■ OBJECTIVE: Recast the listing below as a JSON list of strings with one string per line, leaving out blank lines and the pictures.

· · · ·

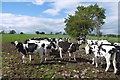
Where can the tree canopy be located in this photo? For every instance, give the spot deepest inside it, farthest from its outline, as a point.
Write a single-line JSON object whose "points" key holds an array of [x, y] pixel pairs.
{"points": [[85, 20]]}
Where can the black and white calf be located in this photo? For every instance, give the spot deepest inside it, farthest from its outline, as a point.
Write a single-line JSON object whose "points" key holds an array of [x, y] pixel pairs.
{"points": [[43, 48], [68, 47], [28, 49], [80, 40], [107, 51]]}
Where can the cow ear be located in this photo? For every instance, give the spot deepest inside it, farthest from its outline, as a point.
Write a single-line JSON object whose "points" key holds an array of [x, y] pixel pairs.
{"points": [[12, 43], [43, 45], [83, 48]]}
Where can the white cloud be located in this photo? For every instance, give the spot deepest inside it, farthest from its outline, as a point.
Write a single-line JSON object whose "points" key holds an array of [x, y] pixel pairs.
{"points": [[30, 24], [69, 7]]}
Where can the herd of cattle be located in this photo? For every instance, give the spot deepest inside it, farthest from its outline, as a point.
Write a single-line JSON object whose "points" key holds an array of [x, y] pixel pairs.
{"points": [[45, 46]]}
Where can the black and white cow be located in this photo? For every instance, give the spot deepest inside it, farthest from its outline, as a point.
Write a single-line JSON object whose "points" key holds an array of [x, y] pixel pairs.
{"points": [[107, 51], [80, 40], [68, 47], [43, 48], [27, 49]]}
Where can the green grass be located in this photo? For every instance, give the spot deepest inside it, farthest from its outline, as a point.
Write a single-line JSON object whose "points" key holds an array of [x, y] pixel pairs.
{"points": [[111, 39], [22, 37]]}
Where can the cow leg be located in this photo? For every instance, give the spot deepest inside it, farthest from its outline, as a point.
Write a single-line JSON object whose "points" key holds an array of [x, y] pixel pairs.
{"points": [[107, 57], [93, 60], [96, 63], [74, 56], [30, 58], [114, 63], [69, 56], [23, 58], [41, 53], [60, 49]]}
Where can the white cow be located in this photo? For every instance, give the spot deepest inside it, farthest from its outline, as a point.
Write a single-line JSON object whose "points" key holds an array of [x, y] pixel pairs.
{"points": [[107, 51]]}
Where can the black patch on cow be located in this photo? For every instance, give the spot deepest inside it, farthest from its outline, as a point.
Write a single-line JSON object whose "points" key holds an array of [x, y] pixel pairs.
{"points": [[90, 50], [25, 42], [31, 47], [20, 48], [43, 45], [52, 44], [74, 47], [48, 47], [103, 49], [64, 45], [13, 43], [112, 51]]}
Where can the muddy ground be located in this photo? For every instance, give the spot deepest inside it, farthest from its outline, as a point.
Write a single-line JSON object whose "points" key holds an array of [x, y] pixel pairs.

· · · ·

■ TASK ANSWER:
[
  "Where can the tree canopy be located in this photo? For every instance, give the spot deepest inside it, farthest from its outline, as a point.",
  "Write a single-line JSON object whose \"points\" key holds an array of [x, y] pixel pairs.",
  "{\"points\": [[85, 20]]}",
  "Where can the black and white calf be located in this photo? For every instance, give the spot deepest inside it, farthest from its outline, as a point.",
  "Write a single-line JSON object whose \"points\" key holds an array of [x, y] pixel pairs.",
  "{\"points\": [[43, 48], [68, 47], [28, 49], [80, 40], [107, 51]]}",
  "Where can the cow ear be located in this photo? For every instance, give the spot deepest inside it, farthest from its outline, as a point.",
  "Write a single-line JSON object whose \"points\" key holds an array of [x, y] pixel pairs.",
  "{\"points\": [[12, 43], [43, 45], [83, 48]]}",
  "Where can the white cloud be located in this photo? For every instance, give the spot deepest inside it, farthest from its outline, as a point.",
  "Write a single-line JSON object whose \"points\" key holds an array of [x, y] pixel pairs.",
  "{\"points\": [[30, 24], [69, 7]]}",
  "Where can the herd of cattle be located in this photo? For every instance, give the spot deepest inside it, farthest from its outline, as a point.",
  "Write a single-line JSON object whose \"points\" key holds an array of [x, y] pixel pairs.",
  "{\"points\": [[45, 46]]}",
  "Where can the black and white cow be located in this photo? For every instance, give the spot deepest inside it, farthest from its outline, as a point.",
  "Write a single-line JSON object whose \"points\" key holds an array of [x, y] pixel pairs.",
  "{\"points\": [[107, 51], [80, 40], [68, 47], [43, 48], [27, 49]]}",
  "Where can the green grass be located in this photo? For every instance, give the spot deepest inside it, farthest from its outline, as a point.",
  "Write a single-line JSON object whose \"points\" key holds an array of [x, y] pixel pairs.",
  "{\"points\": [[111, 39], [22, 37]]}",
  "Where can the cow leg be located in this photo? For every instance, give the spot deepest inside it, farthest from its outline, as a point.",
  "Write a single-line JSON object whose \"points\" key holds an array of [x, y] pixel pairs.",
  "{\"points\": [[107, 57], [93, 60], [96, 63], [74, 56], [30, 58], [114, 63], [69, 56], [23, 58], [41, 53], [60, 49]]}",
  "Where can the white cow be located in this photo? For every instance, give the spot deepest inside it, farthest from its outline, as a point.",
  "Write a single-line JSON object whose \"points\" key holds an array of [x, y] pixel pairs.",
  "{\"points\": [[107, 51]]}",
  "Where can the black patch on cow be located in this photo? For every instance, give the spot deepest inside it, farthest from its outline, as a point.",
  "Write a single-line JSON object whose \"points\" key holds an array of [x, y] pixel pairs.",
  "{\"points\": [[90, 50], [25, 42], [31, 47], [20, 48], [43, 45], [52, 44], [74, 47], [48, 47], [103, 49], [64, 45], [13, 43], [112, 51]]}",
  "Where can the muddy ground be located in this photo? For every instance, give the spot deepest inside it, farthest from its outline, as a point.",
  "Write a single-line JSON object whose \"points\" key holds an array of [x, y] pixel pairs."
]